** Exercise instructions **
Please find all lines containing "grass" in the listing below and copy them.

** Data to use **

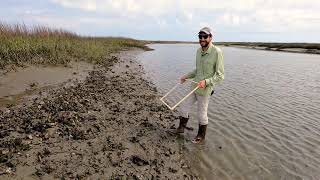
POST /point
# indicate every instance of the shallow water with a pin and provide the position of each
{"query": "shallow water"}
(264, 119)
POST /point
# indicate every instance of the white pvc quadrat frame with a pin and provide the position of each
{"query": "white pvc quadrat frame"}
(173, 107)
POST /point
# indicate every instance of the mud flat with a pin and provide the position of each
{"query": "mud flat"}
(109, 126)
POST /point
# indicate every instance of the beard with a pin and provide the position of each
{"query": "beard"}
(204, 44)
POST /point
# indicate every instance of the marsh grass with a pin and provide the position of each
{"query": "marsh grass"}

** Expected output **
# indicate every instance of the marsh grass with a pin and provide the position of each
{"query": "marsh grass"}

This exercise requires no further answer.